User äußern Kritik in Sozialen Netzwerken
Doch User äußern Kritik in Sozialen Netzwerken. Das Vorhaben ist nicht unproblematisch: 79 Prozent aller weltweiten Internet-Nutzer haben einen Youtube-Account. Es ist das zweitgrößte soziale Netzwerk nach Facebook und die zweitgrößte Suchmaschine nach Google. Menschen nutzen die Plattform als Nachrichtenquelle, Selbsthilfegruppe oder Ort des Lernens. Bisher konnten die Negativbewertungen dabei helfen, die Qualität eines Videos einzuschätzen. Ohne die „Gefällt mir nicht“-Funktion wird es für Fake News leichter, sich unter glaubwürdige Berichterstattung zu mischen. Auch würde eine öffentliche Feedback-Funktion für die Youtube-Gemeinschaft entfallen. Und: Der Hass wird bleiben, selbst wenn er unsichtbar ist oder sich dann in Kommentaren ausdrückt.

Datenelemente:
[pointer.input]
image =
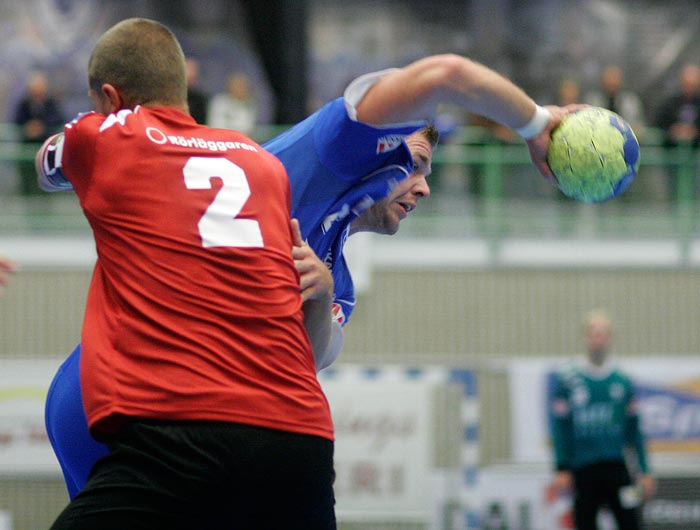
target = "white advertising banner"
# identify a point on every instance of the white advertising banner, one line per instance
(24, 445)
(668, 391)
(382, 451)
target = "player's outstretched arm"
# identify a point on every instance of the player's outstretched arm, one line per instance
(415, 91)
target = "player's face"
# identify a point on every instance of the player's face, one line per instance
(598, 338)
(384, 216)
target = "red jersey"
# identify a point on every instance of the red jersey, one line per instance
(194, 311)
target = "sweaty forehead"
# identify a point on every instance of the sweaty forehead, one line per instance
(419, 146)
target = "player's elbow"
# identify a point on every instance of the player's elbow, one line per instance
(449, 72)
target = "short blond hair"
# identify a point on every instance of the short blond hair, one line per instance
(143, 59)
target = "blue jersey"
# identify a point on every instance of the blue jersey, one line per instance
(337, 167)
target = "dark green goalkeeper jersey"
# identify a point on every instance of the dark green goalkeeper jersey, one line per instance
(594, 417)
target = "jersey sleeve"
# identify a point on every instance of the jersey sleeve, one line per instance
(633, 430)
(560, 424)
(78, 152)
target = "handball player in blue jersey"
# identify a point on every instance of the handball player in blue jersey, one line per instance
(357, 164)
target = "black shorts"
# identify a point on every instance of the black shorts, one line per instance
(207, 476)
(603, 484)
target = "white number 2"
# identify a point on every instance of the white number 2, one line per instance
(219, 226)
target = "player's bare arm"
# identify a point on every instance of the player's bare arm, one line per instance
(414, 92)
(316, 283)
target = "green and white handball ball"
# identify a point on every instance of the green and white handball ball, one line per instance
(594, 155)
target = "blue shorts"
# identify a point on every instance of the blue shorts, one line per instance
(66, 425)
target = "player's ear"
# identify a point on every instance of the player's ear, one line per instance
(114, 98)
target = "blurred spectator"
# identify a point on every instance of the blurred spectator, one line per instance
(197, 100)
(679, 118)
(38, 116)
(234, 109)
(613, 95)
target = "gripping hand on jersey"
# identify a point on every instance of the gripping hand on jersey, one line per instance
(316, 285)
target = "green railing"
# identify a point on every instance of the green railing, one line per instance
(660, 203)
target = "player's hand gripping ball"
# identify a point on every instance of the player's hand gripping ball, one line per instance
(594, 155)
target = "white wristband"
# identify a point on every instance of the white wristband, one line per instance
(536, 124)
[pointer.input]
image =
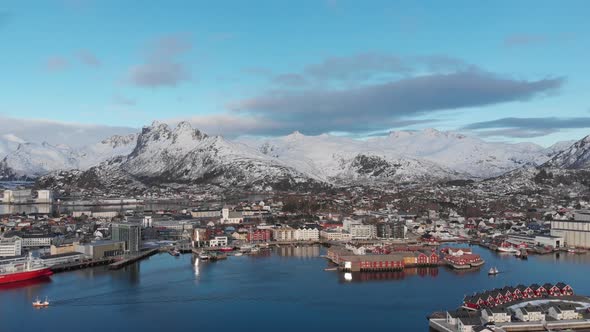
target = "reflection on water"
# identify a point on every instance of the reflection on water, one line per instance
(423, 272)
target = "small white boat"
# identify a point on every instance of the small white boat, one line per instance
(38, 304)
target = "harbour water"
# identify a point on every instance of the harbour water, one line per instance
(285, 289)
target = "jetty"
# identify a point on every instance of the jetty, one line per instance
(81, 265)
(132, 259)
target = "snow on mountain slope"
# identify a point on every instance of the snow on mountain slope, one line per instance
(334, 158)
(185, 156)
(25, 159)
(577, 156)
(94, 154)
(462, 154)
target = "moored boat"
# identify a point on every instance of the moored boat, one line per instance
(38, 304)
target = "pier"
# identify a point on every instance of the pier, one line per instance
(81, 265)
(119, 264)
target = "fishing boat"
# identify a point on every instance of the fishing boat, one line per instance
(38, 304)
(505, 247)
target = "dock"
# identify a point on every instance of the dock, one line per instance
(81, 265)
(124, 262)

**Ziel**
Führe den Textauszug über die Kritik an der Abschaffung der „Gefällt mir nicht“-Funktion bei Youtube im Anschluss an seinen letzten Satz weiter. Die Zeilen werden hierfür nicht gebraucht.

**Ergebnis**
Auch andere Plattformen haben mit Verzerrungen von Bewertungssystemen zu kämpfen. Doch man stelle sich vor, der Onlineversandhändler Amazon würde Rezensionen ausblenden, das Auktionsportal Ebay seine Verkäuferbewertungen deaktivieren oder bei Facebook würden nur positive Emojis angezeigt. Vielleicht kann Youtube sogar vom Onlinehandel lernen. Das Prädikat „Verifizierter Kauf“ hilft dort, glaubwürdige Rezensionen zu erkennen. Warum nicht eine Bewertung nur nach nachweislicher Betrachtung ermöglichen? Erst gucken, dann den Daumen sprechen lassen. So viel Geduld hatten selbst die alten Römer bei Gladiatorenkämpfen. 2000 Jahre später sollte das doch auch in der rauen Arena des World Wide Webs möglich sein.